┌──

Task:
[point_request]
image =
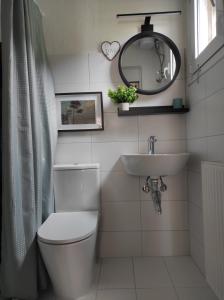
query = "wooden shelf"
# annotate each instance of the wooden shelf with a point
(152, 110)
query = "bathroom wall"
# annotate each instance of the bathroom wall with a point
(74, 31)
(205, 135)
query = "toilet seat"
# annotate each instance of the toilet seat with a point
(68, 227)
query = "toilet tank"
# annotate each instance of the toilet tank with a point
(76, 187)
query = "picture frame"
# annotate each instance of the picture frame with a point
(79, 111)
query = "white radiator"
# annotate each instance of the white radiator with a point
(213, 218)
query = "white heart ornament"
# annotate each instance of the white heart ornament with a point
(110, 49)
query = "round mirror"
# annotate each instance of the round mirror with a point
(150, 61)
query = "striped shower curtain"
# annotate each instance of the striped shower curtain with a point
(28, 139)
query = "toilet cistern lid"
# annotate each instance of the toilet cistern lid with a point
(68, 227)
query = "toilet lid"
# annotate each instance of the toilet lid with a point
(68, 227)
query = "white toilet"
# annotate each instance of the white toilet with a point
(67, 239)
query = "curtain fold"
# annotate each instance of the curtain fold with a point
(28, 139)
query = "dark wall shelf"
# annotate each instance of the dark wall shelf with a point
(152, 110)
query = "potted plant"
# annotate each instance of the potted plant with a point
(123, 96)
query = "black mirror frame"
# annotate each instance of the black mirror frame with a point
(171, 45)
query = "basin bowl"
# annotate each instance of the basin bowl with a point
(154, 164)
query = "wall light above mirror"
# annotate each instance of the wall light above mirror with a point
(150, 60)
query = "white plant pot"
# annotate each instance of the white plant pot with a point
(124, 106)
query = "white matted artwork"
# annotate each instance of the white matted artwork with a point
(79, 111)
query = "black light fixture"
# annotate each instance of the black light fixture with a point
(147, 26)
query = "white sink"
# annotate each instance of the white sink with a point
(154, 164)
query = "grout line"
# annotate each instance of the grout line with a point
(99, 275)
(174, 287)
(133, 270)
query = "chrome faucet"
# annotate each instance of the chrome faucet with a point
(151, 144)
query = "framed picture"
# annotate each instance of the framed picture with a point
(80, 111)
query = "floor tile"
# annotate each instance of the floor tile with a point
(157, 294)
(151, 272)
(184, 272)
(116, 295)
(202, 293)
(116, 273)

└──

▸ Work required: Collect every line in the listing above that contains the string "curtain". Case counts.

▸ Reply:
query = "striped shower curtain"
# annotate each instance of the striped shower curtain with a point
query = "curtain fold"
# annotate each instance of the curtain fold with a point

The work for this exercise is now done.